━━━━━ TEXT EXTRACT ━━━━━
The process described for sampling a signal is effectively reversed when going from discrete to continuous time, and we first focus on generating an idealized continuous time sampled signal (weighted pulses spaced by $T$) from the discrete time sampled signal (sequence in $n$). The continuous time sampled signal then can be fed through continuous time LPF filters that represent various real-world interpolation methods to generate the re-created signal.
Discrete to Continuous Conversion
The impulse train can then be recreated for each discrete sample. That is
$$
\begin{align}
y_p(t) = \sum_{n=-\infty}^{\infty} y_d[n] \delta(t-nT)
&\stackrel{\mathcal{F}}{\leftrightarrow}
Y_p(j \omega) = \sum_{n=-\infty}^{\infty} y_d[n] e^{-j \omega n T} \\
\end{align}
$$
The discrete sample signal frequency response $Y_d$ will repeat every $2\pi$ in the $\Omega$ domain as any discrete signal would. We also know that the output continuous signal frequency response $Y_p(j \omega)$ will repeat in the $\omega$ domain relative to the output sampling frequency $\omega_s = 2 \pi / T$, and so $\Omega = \omega T$ still holds as a viable comparison between $\Omega$ and $\omega$ domains.
━━━━━ MATERIAL ━━━━━
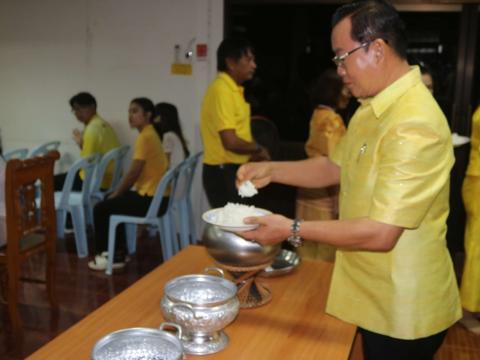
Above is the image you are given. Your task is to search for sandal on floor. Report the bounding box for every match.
━━━━━
WRITTEN INSTRUCTION: Update the passage on discrete-to-continuous conversion by writing out everything from "The process described" down to "the re-created signal." with "interpolation" changed to "reconstruction".

PROBLEM SOLUTION:
The process described for sampling a signal is effectively reversed when going from discrete to continuous time, and we first focus on generating an idealized continuous time sampled signal (weighted pulses spaced by $T$) from the discrete time sampled signal (sequence in $n$). The continuous time sampled signal then can be fed through continuous time LPF filters that represent various real-world reconstruction methods to generate the re-created signal.